• [Extrait du texte]
>>>>>

" Leur façon de faire la guerre "
Les Atrocités allemandes
La Brute sauvage
" Leur façon de faire la guerre "
Auteur : SCOTT Georges Bertin
Lieu de conservation : L’Illustration (Paris)
Date de création : 29 août 1914
Dessin publié dans L'Illustration du 29 août 1914
Domaine : Presse
© L'illustration - droits réservés
Images de l'Allemand
Date de publication : Mars 2016
Auteur : Laurent VÉRAY
Entre 1914 et 1918, l’usage intensif d’images représentant la « cruauté de l’ennemi » sous diverses formes (dans les livres, les journaux, les revues illustrées, les affiches, les cartes postales, au théâtre, au cinéma…) et consistant à vulgariser certains stéréotypes au point de les hisser au niveau de véritables lieux communs, permet de mener la guerre sur un autre front que sur le champ de bataille : au niveau psychologique. La plupart de ces représentations reprennent le modèle dominant qui avait été forgé durant le conflit franco-prussien de 1870.
La résurgence de ces images au début de la Grande Guerre n’a donc rien de surprenant, d’autant plus que, lors des offensives de 1914, des atrocités sont commises par les Allemands un peu partout (en Belgique, dans le nord et l’est de la France, mais aussi en Russie et en Serbie) : viols de femmes, massacres d’otages, pillages et destructions de villages.

<<<<<

• [Consigne] D'après le texte sur les images de l'Allemand, de quel conflit vient le modèle dominant que reprennent la plupart de ces représentations ? Les données qui suivent proviennent d'une autre source.

• [Données fournies]
>>>>>

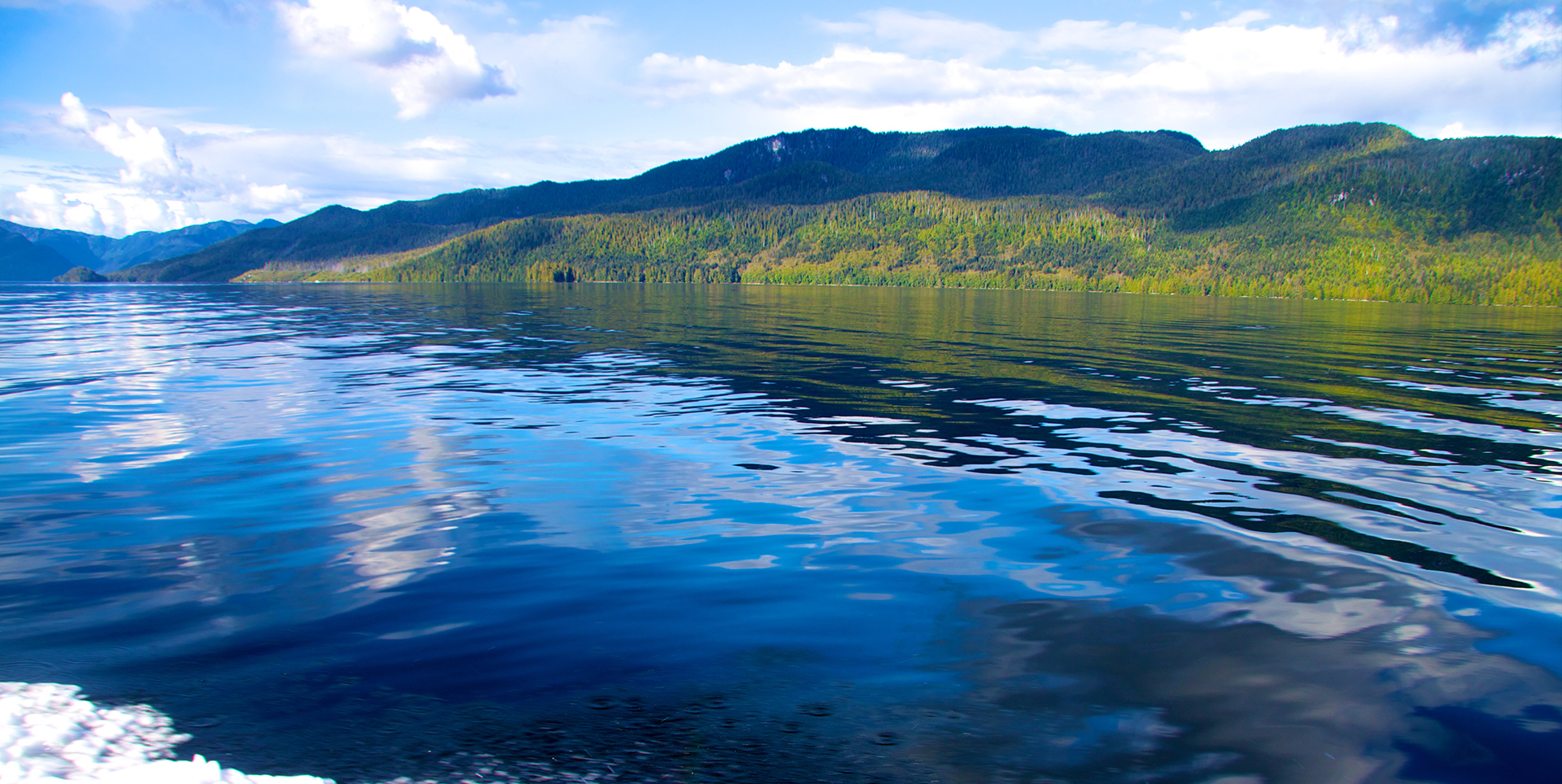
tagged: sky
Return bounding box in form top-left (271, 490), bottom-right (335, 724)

<<<<<

• [Réponse attendue] Du conflit franco-prussien de 1870.